_Work order_
Search the entries below for the string "woman" and copy the lines that hold it.

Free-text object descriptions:
--- START ---

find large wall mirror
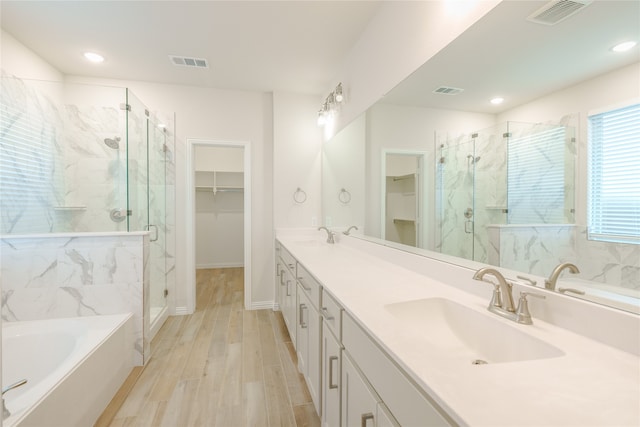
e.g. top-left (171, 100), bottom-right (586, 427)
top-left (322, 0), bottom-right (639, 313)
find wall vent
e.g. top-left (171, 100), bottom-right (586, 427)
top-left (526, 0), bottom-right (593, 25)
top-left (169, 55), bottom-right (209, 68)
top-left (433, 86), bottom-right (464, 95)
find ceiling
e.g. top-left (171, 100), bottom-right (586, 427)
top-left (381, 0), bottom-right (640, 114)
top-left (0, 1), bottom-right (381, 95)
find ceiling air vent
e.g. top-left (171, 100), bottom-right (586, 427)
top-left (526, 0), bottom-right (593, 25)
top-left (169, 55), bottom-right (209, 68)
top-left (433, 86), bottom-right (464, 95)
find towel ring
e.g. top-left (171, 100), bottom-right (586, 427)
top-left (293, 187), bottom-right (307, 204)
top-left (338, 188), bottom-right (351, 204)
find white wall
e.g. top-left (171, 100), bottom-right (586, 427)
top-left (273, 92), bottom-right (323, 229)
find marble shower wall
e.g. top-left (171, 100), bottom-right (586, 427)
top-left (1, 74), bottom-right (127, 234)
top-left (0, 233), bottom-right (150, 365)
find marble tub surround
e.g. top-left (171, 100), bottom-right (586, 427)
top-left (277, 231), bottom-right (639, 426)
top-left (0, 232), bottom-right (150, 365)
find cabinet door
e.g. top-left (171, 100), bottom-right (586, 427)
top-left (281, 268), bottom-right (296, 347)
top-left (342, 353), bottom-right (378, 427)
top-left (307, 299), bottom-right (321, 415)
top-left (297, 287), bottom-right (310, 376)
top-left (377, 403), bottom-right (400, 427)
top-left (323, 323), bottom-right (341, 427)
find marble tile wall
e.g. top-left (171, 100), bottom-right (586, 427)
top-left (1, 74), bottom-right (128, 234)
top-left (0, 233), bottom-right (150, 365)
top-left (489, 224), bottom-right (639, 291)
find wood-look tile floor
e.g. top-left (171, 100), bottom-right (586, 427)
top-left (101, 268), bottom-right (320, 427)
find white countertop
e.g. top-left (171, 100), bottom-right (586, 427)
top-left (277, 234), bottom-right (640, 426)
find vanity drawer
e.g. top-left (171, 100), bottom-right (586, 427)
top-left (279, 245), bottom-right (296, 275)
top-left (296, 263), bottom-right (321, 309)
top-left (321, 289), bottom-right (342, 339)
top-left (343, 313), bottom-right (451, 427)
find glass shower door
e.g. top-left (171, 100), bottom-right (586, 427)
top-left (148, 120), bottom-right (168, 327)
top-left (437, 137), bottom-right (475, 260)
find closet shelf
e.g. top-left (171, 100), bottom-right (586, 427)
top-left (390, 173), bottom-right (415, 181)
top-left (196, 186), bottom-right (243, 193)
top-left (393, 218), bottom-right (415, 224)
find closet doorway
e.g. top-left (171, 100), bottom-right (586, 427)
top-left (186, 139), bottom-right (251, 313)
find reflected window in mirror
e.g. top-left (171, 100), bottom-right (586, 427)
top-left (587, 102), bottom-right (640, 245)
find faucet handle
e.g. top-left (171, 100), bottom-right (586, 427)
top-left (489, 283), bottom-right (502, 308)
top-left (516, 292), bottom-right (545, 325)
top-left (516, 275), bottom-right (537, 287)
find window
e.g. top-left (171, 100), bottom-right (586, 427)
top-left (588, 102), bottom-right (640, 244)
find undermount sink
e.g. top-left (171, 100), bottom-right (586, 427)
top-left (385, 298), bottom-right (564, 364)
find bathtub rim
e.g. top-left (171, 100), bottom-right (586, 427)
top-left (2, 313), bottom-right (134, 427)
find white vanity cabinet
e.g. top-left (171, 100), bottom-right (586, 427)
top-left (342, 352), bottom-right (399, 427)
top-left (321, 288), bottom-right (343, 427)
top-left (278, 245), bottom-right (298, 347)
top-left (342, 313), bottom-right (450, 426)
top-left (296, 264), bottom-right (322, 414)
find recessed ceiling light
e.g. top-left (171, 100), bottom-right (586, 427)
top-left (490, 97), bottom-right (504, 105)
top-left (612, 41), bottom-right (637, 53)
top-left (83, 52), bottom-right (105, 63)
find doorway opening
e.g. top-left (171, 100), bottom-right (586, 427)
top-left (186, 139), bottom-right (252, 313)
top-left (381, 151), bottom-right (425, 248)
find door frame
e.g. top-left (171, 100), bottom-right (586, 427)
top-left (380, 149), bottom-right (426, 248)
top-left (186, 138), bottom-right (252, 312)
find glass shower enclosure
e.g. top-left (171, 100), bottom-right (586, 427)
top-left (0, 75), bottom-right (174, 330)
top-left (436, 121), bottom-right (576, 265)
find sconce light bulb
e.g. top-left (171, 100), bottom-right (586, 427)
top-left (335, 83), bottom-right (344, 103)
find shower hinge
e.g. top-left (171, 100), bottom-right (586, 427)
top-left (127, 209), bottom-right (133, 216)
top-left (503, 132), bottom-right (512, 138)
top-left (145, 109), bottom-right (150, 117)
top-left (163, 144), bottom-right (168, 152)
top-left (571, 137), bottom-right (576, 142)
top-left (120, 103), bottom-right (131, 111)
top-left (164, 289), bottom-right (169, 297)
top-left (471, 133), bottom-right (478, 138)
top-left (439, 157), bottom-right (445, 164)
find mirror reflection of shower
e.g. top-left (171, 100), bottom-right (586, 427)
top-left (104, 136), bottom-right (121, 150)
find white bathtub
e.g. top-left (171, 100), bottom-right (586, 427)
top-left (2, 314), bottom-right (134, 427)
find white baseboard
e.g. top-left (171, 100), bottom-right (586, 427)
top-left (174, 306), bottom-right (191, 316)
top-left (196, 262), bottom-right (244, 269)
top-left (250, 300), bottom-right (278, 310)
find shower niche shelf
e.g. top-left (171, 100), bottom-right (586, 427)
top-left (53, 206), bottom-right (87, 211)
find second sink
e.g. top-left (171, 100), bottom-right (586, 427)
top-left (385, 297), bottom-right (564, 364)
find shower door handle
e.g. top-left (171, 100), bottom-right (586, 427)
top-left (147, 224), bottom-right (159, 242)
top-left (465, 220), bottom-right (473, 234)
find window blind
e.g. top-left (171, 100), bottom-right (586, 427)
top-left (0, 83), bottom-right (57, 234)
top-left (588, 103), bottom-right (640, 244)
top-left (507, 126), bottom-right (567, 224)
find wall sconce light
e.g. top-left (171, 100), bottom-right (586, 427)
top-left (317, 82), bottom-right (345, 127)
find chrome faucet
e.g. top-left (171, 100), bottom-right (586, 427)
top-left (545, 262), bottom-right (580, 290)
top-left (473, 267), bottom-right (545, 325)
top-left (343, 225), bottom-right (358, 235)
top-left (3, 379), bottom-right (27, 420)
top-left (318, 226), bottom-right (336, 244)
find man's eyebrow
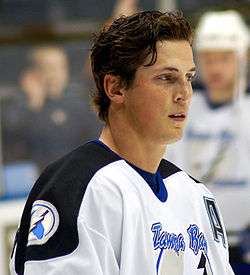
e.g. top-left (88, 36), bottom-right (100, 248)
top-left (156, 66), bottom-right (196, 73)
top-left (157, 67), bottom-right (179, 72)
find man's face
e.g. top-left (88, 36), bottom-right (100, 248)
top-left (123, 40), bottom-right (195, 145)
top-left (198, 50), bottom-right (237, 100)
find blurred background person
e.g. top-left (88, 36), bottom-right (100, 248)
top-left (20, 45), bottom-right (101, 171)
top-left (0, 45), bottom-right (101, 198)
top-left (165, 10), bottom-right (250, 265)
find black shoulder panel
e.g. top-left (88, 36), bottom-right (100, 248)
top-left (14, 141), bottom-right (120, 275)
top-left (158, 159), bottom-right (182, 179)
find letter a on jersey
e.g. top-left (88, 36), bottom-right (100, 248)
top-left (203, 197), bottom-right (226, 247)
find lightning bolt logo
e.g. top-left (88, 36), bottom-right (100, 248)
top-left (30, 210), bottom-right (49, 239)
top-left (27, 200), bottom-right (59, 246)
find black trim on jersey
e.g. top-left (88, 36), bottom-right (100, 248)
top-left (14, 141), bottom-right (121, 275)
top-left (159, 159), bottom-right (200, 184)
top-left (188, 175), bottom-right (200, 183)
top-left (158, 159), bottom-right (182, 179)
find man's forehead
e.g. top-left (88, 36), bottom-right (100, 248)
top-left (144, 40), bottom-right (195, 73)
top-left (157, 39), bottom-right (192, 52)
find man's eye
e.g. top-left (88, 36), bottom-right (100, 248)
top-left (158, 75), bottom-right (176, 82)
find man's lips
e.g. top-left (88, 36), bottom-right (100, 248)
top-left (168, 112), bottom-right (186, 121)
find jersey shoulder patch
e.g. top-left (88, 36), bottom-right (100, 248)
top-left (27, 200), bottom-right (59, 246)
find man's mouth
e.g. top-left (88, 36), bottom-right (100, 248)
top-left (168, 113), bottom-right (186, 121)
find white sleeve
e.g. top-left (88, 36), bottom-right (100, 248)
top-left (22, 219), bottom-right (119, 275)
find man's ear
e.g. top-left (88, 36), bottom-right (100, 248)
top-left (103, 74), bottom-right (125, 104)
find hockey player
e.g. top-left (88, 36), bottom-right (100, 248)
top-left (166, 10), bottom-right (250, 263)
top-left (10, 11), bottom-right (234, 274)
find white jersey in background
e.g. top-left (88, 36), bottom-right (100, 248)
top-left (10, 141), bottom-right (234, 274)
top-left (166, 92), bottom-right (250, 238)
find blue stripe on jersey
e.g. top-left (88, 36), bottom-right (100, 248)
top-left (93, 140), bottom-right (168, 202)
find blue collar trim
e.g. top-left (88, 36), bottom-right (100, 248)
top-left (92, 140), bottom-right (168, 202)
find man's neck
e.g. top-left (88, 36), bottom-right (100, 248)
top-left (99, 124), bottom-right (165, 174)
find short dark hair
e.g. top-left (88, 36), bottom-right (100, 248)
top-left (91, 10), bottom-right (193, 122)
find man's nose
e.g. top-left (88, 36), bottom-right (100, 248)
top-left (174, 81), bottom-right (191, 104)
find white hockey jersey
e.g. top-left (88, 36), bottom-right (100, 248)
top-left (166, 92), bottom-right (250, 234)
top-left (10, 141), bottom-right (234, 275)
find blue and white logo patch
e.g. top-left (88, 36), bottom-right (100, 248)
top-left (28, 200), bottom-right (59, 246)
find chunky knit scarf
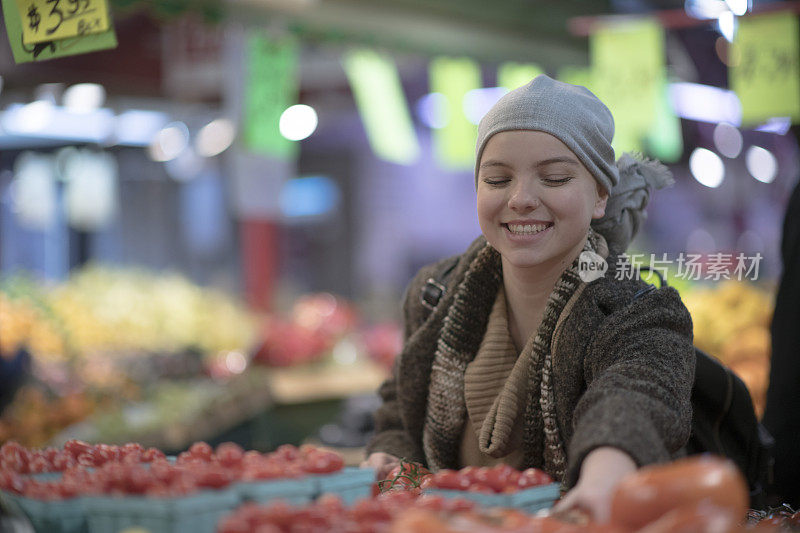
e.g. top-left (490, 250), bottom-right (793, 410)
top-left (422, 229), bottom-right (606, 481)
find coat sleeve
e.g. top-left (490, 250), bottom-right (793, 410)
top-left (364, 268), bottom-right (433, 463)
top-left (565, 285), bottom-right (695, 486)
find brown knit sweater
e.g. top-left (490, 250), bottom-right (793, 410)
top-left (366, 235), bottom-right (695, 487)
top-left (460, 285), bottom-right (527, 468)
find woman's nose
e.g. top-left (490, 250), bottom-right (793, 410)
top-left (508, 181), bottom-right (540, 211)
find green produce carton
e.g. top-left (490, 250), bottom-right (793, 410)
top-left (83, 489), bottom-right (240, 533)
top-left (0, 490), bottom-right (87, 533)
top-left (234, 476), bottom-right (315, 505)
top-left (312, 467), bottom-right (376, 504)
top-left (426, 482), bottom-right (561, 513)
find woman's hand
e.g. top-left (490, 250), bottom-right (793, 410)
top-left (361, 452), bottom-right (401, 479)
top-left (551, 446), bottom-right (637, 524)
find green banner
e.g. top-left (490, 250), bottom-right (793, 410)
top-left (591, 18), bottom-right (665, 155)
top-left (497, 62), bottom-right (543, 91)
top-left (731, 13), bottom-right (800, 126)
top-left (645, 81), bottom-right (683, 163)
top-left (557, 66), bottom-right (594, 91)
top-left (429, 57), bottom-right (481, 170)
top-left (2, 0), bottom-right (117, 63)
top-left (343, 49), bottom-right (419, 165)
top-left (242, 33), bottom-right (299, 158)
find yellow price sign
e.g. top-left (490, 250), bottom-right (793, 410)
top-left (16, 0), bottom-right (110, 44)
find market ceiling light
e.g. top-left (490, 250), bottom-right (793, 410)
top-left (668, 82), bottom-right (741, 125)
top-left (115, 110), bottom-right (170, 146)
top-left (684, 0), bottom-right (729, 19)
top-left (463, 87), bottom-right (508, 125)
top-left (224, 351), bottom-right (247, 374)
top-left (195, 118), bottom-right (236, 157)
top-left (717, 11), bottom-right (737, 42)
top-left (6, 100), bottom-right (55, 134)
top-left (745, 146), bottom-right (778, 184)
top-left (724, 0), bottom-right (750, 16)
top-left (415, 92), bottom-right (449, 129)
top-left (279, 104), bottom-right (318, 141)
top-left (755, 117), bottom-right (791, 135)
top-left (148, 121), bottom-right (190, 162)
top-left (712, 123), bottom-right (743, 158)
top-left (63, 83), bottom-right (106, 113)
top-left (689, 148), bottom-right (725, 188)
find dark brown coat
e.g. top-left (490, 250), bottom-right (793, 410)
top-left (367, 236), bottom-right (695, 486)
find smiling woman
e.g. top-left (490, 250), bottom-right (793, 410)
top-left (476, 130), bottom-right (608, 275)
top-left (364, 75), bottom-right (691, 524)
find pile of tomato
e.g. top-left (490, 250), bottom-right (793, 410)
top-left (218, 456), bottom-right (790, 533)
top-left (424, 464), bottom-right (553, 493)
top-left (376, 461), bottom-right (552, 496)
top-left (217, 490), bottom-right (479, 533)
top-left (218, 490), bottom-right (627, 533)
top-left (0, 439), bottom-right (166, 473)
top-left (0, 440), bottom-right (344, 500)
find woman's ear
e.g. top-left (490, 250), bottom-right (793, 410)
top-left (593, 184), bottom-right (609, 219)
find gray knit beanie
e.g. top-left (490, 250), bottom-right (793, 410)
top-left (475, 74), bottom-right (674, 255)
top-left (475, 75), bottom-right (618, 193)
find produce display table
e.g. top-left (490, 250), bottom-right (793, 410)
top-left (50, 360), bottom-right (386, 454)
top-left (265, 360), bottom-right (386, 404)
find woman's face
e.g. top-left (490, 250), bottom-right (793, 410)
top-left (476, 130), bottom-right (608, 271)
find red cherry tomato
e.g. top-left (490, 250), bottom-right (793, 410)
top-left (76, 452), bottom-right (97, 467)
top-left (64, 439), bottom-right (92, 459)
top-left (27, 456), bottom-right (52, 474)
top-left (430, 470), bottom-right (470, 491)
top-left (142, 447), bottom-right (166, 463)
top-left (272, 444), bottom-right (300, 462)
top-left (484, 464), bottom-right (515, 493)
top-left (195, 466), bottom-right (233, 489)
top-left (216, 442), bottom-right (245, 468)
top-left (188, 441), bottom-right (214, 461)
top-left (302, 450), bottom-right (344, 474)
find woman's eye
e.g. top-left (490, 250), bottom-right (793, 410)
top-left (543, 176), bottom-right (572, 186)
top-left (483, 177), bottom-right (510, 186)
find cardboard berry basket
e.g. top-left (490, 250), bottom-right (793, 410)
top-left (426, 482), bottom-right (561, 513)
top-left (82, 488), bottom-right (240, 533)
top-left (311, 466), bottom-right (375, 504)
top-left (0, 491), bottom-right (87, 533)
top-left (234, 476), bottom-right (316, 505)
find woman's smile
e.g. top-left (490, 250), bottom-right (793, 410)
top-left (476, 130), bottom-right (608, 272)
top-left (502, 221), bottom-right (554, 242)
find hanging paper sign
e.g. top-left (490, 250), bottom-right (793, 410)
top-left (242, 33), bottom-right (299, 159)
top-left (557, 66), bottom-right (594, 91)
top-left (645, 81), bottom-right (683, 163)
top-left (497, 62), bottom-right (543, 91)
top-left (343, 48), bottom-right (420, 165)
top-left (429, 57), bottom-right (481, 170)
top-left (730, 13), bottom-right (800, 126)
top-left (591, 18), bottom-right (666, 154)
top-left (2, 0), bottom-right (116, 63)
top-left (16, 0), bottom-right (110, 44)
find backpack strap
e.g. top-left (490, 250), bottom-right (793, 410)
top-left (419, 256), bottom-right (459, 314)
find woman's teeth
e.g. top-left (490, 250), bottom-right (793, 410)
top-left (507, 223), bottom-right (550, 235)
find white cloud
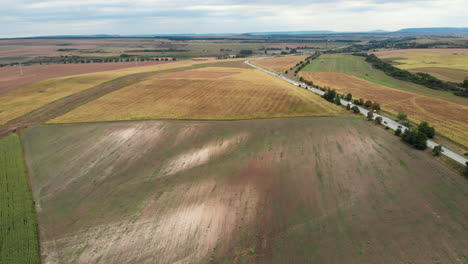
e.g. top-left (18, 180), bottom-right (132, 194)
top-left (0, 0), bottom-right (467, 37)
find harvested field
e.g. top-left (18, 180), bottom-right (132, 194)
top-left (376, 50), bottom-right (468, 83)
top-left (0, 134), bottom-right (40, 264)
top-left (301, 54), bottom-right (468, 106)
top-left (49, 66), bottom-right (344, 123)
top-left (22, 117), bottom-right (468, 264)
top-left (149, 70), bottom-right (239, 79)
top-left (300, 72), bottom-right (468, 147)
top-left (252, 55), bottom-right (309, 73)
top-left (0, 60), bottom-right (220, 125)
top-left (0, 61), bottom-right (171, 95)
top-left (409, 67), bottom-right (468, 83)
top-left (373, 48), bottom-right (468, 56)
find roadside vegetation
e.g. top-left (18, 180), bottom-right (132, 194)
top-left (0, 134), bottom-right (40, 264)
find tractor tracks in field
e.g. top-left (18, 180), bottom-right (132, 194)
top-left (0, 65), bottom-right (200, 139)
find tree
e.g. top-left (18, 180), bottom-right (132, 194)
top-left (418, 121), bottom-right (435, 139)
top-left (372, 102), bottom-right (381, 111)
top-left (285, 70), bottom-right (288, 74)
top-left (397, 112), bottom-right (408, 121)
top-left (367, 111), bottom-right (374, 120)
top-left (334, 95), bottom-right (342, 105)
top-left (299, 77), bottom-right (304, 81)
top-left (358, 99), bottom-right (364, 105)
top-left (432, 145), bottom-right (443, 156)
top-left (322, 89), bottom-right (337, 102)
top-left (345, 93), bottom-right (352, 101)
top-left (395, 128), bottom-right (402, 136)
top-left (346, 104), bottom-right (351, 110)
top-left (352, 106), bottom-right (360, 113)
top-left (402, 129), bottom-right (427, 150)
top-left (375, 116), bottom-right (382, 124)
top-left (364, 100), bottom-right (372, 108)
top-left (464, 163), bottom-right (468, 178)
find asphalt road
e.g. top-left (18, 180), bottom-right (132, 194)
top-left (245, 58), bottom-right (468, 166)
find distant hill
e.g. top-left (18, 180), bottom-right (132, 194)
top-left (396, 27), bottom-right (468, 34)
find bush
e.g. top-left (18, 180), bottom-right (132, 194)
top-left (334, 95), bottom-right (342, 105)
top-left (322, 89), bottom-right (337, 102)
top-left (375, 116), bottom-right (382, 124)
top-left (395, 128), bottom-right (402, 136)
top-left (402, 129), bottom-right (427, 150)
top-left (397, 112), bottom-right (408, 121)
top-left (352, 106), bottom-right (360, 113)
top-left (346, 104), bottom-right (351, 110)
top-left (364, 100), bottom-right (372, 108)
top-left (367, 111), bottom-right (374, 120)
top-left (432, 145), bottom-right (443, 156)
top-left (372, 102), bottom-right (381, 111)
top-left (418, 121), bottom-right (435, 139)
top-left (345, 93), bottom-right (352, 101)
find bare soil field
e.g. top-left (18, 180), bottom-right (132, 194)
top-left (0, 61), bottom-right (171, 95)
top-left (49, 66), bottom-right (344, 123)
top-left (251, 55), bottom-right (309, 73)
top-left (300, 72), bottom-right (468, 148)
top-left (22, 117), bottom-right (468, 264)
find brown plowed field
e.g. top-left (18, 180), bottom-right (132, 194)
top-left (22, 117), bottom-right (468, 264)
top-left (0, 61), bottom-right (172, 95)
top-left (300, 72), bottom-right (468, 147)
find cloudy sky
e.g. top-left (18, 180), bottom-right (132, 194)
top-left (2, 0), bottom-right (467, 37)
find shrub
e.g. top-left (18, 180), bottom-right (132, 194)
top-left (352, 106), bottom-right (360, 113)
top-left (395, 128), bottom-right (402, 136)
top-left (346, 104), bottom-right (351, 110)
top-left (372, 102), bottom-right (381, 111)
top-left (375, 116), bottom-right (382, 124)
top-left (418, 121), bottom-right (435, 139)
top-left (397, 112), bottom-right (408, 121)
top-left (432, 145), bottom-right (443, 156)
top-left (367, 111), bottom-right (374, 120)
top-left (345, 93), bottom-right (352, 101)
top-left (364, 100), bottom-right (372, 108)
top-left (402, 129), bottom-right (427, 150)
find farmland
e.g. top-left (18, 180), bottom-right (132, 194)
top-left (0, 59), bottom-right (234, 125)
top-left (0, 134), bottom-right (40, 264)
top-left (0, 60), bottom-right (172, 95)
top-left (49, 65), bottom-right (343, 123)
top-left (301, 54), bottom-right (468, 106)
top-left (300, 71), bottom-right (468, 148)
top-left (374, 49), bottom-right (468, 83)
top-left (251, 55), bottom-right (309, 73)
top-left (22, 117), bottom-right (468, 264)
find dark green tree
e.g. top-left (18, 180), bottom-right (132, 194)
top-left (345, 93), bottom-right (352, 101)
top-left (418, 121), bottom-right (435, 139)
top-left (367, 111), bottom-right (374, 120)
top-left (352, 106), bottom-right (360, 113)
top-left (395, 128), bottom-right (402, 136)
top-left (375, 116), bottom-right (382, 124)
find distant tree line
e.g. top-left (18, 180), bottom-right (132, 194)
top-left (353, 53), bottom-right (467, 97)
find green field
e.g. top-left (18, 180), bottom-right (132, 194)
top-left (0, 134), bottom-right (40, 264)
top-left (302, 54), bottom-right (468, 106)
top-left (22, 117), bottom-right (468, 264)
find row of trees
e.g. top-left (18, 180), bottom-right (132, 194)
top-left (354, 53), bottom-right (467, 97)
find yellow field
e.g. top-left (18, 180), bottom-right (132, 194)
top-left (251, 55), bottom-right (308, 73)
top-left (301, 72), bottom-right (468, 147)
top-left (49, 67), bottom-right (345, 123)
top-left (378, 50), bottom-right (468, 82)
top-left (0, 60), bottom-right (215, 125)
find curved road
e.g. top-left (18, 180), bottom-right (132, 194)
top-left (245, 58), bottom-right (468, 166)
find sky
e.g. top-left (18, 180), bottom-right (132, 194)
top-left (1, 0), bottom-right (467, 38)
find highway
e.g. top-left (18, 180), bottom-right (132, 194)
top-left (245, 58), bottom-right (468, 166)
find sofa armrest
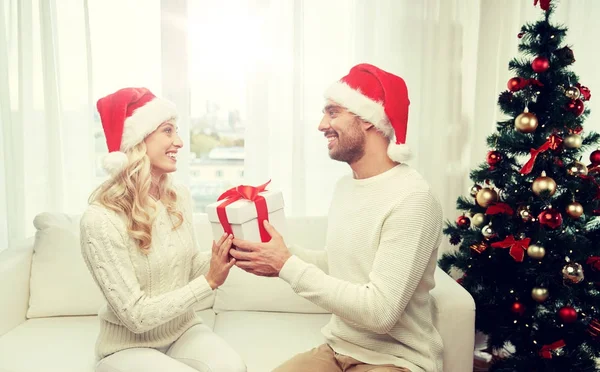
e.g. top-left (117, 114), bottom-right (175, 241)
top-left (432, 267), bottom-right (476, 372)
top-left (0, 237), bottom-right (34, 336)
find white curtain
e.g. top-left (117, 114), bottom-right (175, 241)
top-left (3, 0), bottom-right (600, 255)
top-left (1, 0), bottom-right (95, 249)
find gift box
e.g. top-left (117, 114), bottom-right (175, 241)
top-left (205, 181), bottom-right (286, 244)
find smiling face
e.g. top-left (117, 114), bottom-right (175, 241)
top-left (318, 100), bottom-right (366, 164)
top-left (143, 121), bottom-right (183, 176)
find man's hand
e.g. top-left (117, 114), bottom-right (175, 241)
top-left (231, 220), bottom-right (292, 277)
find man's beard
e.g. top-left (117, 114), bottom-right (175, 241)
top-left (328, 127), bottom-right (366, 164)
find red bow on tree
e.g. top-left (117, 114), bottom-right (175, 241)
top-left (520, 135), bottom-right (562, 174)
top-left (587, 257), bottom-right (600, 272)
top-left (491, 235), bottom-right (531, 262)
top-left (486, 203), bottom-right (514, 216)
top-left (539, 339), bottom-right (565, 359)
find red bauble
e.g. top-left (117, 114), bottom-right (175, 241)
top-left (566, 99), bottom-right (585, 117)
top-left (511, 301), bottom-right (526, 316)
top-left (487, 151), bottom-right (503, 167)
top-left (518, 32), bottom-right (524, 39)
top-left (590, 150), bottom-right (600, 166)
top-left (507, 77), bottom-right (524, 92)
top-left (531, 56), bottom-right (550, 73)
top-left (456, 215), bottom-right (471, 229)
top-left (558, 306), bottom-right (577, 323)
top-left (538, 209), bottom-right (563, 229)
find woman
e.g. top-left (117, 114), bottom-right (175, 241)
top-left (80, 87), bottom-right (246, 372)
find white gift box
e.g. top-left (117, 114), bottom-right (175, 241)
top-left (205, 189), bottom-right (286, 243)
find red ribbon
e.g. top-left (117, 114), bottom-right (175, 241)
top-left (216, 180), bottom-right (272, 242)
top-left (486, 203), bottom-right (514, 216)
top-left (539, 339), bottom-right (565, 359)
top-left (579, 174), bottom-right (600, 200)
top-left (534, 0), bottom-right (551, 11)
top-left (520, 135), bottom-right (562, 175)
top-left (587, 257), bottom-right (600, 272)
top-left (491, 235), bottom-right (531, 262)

--- END ---

_Result_
find woman's nose
find woman's hand
find smiling woman
find woman's ear
find woman's face
find woman's eye
find woman's smile
find woman's teeth
find woman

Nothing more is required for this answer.